--- Source text ---

<<<<

Sunday, December 26, 2010

Idul Adha: It's No Petting Zoo

A few months back, I was skyping my good friend and informant on Islamic culture, Zohaib. Zohaib, who lived in both Pakistan and the US, gives me some of the best advice on cultural difference. Today's warning: The second Eid. Zohaib warns me of a strange and sometimes vomit-inducing holiday where animals are slaughtered on the street and in mosques. "I don't know how it is in Indonesia," Zohaib warns, "but it makes a lot of foreigners sick in Pakistan." Curious, I asked a few Indonesian friends and they confirmed what Zohaib told me. "Makes foreigners sick! It makes me sick! Too much blood," one friend mentioned. I guess its a good thing I don't have an uneasy stomach.

As the day approached, livestock pins popped up every few miles. A lot of times children were looking at the animals with their parents, which made them seem like petting zoos--petting zoos with an ending fit for Ted Nugent.

Then came the day--I was surprised at how little blood I actually saw (The fact I woke up around 2 pm, after the sacrifice had happened, might have had something to do with it) I ended up going over to my friend Agung's house to make sate (the national dish) from the meat slaughtered that morning. At fist, I was given the job of cutting the meat into grillable cubes. Clumsy me, I knocked over a piece of liver into a bag on the floor and Agung's mom had to fish it out. While Agung's mom had washed the meat earlier, no one washed it after. I'm pretty sure this is a cultural difference and not me not realizing I was supposed to wash something (I hope at least haha). Next, I put the flavored cubes onto skewers. This, I was able to do without a hitch.

Then came the Grilling. If you are American, you've probably been to a few summer barbeques. Remember that large charcoal grill? You or one of your parents would light it, close the top until the charcoal glows red, then watch your steak, ribs, or tin-foiled veggies until they are done. Indonesian grilling is a bit more labor intensive: you crouch over tiny floor grills and fan the charcoal until it turns red. When I mean fan, I MEAN FAN: you vigorously flap around whatever piece of plywood or cardboard you have at your disposal and you don't stop until you think its done, realize its not, and then start fanning again. That process is a whole lot more exhausting compared to the American grills with lids that do the same thing. Next, you put the raw sate on, cook it until it's brown on the outside, cover it in more sauce and repeat. After an hour or so of preparing this meal, you finally get to eat it! It was a quite tasty treat and I was able to make some new friends even if it gave me horrible food poisoning the next day.

Tuesday, December 21, 2010

Kerupuk Blogger

Ever noticed how British people seem to call anything "pudding?" "Pudding" for them can be anything from your iconic tapioca pudding to black and white pudding, which is actually sausage, or spotted dick, which is more like fruit cake. Well Indonesians have a similarly all-encompassing food word: Kerupuk. The word "Kerupuk" refers to a cracker or chip, and while it doesn't quite cover as much as "pudding" does for the British, it covers everything from styrofoamy white things that look like funnel cake, to tiny star-shaped chips with colorful edges. You have certain types with noodles, others with porridge, and some you just snack on when you are bored.

>>>>

--- Problem requirements ---
Extend the Indonesia travel blog by carrying its kerupuk post on from the final sentence.

--- Dataset records ---
<<<<

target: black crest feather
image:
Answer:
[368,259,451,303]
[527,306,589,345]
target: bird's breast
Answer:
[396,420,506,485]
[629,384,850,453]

>>>>

--- Response ---
Anyway, I thought Kerupuk would be a good subject to start off my entry on Indonesian food. My favorite Kerupuk is something you often see in Thai restaurants in the US. In the US, you are served these pastel colored chips in a basket as you sit down at a booth in your favorite, air conditioned Thai restaurant. They feel kind of greasy, and when you put one on your tongue, and it sticks to it like its gripping your taste buds with little hands. When you ask the waiter what you are eating, he responds "shrimp chips." funny. They don't taste fishy.

In Indonesia, however, you get these when you sit in an open air Rumah Makan, which is a food stall plus benches, a table, and a tarp around the place to shield you from the sun and advertise their food. This time you get these chips sprinkled on top of your chicken porridge or gado-gado (salad with peanut sauce). If you want more, the seller will give you an aluminum box full of slightly stale ones. As you scoop some porridge out with a chip, they make a satisfying crackle. Out of the noise, mostly honking from motor cycles and whistles from angkot,you hear a little mew next to your feet...it's a stray cat looking for scraps.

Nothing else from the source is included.